◆ Requirements ◆
Please render all of the data below as a two-column CSV headed input and output. Each row should hold one text from the data and the answer that follows it, each in a single quoted field with its line breaks replaced by spaces.

--- Start Listing ---

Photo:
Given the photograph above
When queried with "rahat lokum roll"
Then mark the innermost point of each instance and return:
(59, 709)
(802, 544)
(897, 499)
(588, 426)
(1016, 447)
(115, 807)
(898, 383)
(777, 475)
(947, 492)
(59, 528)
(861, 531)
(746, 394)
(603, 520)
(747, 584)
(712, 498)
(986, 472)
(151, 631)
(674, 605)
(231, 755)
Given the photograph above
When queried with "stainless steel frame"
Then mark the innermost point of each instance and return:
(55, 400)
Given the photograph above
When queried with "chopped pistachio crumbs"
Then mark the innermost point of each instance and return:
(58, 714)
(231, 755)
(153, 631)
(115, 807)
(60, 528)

--- End Listing ---

◆ Response for this exercise ◆
input,output
"Photo: Given the photograph above When queried with ""rahat lokum roll"" Then mark the innermost point of each instance and return:","(59, 709) (802, 544) (897, 499) (588, 426) (1016, 447) (115, 807) (898, 383) (777, 475) (947, 492) (59, 528) (861, 531) (746, 394) (603, 520) (747, 584) (712, 498) (986, 472) (151, 631) (674, 605) (231, 755)"
"Given the photograph above When queried with ""stainless steel frame"" Then mark the innermost point of each instance and return:","(55, 400)"
"Given the photograph above When queried with ""chopped pistachio crumbs"" Then mark the innermost point of each instance and return:","(58, 714) (231, 755) (153, 631) (115, 807) (60, 528)"